Westworld season four is going to be easier to follow than its previous season, according to one star, but don’t expect the series to let up on any of the twists, turns and themes that have made it great.
Speaking to The Hollywood Reporter during the HBO series’ fourth season red carpet premiere in New York City, showrunner Alison Schapker and co-creator Lisa Joy broke down how this season will take the TV hit’s themes into new places with recognizable subjects — from its unreliable narrators to its obfuscation of reality.
When it comes to characters and their experiences being trusted as real, human or in the present — something the show has toyed with since its beginnings — Schapker teased that viewers will have reliable narrators this season, but there’s a catch. “I’m gonna say yes, but only in the sense that I feel this season it’s very much something it’s going to explore and say,” she explains. “I do think there’ll be something to hold on to.”
Viewers having something — or someone — to hold on to will be explored in the show in a way that is as much of “a wild ride” as “Westworld always is,” according to the showrunner.
“We always want everyone to question the nature of their own reality, and I think that there’s no way to watch the series and not find yourself again and again questioning the assumptions we make, stories we tell ourselves and is that really real or is there something beneath this surface?”

*ACTIVITY A*: Decide whether each statement agrees with the article on Westworld's fourth season, and support each yes or no with the deciding words of the article: (i) Schapker hinted that viewers will have reliable narrators this season. (ii) The fourth season premiere was held in Los Angeles. (iii) The new season will ease off on the show's twists.
*ACTIVITY B*: Write a continuation of the article on Westworld's fourth season, beginning after its final sentence.
The material that follows comes from a separate source and is unrelated to the article on Westworld's fourth season.

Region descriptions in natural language
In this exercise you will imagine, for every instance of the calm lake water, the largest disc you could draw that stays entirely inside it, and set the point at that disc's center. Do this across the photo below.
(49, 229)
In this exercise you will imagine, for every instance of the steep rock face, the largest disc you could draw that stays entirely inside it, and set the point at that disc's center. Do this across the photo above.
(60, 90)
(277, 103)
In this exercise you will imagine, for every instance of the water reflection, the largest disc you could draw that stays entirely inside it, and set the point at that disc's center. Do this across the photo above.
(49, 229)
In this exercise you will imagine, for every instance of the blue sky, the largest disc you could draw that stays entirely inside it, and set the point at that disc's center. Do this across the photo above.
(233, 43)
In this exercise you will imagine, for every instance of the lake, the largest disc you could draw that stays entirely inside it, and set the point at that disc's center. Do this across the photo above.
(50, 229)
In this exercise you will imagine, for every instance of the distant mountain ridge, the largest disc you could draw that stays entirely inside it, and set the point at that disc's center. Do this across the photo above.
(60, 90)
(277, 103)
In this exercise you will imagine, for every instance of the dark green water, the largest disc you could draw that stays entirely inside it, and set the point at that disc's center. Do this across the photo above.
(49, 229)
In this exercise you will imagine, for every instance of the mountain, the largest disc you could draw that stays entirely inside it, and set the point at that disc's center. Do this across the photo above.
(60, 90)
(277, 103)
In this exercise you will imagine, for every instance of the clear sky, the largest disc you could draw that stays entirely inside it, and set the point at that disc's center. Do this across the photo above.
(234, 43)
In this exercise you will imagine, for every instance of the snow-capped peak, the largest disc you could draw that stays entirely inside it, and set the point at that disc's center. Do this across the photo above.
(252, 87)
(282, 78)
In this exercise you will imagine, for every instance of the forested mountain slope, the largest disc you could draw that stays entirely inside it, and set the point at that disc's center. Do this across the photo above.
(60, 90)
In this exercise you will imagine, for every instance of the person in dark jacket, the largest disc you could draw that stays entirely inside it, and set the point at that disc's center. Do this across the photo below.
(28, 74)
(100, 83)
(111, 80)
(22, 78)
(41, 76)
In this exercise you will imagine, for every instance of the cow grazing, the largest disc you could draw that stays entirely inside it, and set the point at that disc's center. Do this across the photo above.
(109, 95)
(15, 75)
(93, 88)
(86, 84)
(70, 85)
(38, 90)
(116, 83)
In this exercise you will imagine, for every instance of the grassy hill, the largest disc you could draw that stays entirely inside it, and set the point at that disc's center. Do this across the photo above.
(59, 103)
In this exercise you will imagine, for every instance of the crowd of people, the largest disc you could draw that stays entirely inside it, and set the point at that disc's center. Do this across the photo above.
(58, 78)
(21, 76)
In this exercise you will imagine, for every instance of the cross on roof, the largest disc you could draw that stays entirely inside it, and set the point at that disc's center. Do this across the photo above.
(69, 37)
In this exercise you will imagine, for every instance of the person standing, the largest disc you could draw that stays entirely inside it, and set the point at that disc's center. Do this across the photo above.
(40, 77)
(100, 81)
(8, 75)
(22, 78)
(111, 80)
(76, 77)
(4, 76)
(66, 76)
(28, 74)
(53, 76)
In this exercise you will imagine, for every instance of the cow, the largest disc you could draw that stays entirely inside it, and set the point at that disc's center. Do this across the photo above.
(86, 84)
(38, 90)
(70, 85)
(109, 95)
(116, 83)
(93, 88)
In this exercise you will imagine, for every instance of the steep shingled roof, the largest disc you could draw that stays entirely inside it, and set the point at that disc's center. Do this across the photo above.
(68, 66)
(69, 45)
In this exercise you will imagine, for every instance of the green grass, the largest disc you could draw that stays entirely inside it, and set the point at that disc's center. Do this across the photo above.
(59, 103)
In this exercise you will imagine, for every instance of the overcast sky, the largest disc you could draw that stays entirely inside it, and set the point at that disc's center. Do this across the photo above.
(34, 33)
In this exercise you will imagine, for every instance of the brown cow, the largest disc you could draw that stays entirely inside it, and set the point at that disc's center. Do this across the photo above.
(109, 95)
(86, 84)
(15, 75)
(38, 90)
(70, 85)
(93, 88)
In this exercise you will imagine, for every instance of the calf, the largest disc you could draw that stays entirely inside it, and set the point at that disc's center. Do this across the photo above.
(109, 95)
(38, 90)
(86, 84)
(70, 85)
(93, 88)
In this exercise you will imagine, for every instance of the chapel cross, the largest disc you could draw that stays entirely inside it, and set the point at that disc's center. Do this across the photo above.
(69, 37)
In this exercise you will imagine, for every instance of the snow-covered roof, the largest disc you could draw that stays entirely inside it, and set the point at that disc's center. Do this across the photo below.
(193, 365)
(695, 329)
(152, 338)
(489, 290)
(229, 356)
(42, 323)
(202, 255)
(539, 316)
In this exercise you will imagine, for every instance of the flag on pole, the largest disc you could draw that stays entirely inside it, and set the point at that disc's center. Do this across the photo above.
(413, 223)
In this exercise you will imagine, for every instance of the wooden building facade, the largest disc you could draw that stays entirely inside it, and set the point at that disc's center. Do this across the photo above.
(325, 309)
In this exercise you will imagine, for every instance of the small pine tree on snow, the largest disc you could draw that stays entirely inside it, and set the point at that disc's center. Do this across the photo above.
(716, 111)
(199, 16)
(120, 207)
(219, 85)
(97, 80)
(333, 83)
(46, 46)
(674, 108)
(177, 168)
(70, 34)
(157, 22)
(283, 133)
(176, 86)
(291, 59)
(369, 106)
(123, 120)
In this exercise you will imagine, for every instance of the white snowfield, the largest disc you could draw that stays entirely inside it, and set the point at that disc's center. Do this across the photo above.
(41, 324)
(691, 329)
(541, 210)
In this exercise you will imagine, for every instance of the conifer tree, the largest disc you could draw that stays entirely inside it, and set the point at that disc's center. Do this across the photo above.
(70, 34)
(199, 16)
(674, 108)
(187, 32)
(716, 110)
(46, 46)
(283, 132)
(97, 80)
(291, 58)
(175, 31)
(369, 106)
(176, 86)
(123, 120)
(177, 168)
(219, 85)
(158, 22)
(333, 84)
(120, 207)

*WRITTEN ANSWER A*:
(i) Yes: "Schapker teased that viewers will have reliable narrators this season"
(ii) No: "fourth season red carpet premiere in New York City"
(iii) No: "don’t expect the series to let up on any of the twists, turns and themes"

*WRITTEN ANSWER B*:
Joy adds that the show’s exploration of what’s real, what’s happening and when will be steeped in how the characters grapple with subjectivity versus objectivity and whether anyone can actually see themselves as they truly are.
“You try to live your best life. You try to be the best you can with all the issues you have and the things that haunt you. For me, sometimes I wish there was like a court stenographer, taking notes of it so I can review my records objectively and figure out how to do better. But there’s not,” she explains. “Our entire history, our entire lives, are mired in this subjectivity. It’s impossible to get out of our own headspace. We all suffer from our own delusions and illusions good and bad, so part of that is reconciling our desire to live meaningful lives and to improve ourselves with our inability to truly objectively see ourselves at any point.”
Westworld season four is raising similar questions as the show has in its three previous seasons, but Joy notes that there is one major way this fourth go-around will diverge from its predecessors: the relationship between hosts and humans.
“We previously examined the ways in which hosts are like humans, and the ways in which their lives are on loops and their feelings and aspirations could be conceived as very humanistic,” she tells THR. “This season, we’re looking at it from the other way: How much of our own character is preprogrammed? How much of our own loops are irrevocable and unchangeable — the way that society filters us into something, the way our own DNA and predilections, hormones, moods and feelings predetermine a path?”
As for how the show will take its exploration of the park concept further — through its new 1920s-set location and beyond — the Westworld co-creator teases, “The idea of the park — the world is a park.”
“We have this limited-time experiment of consciousness to figure shit out and try to do the best we can,” she continues. “So all the things that used to be metaphorical about the show are now kind of literal this season as we explore those themes in a very direct way.”
For star Aaron Paul, who returns as Caleb in the story set seven years after the season three finale, one ongoing Westworld theme his character will explore is parenthood.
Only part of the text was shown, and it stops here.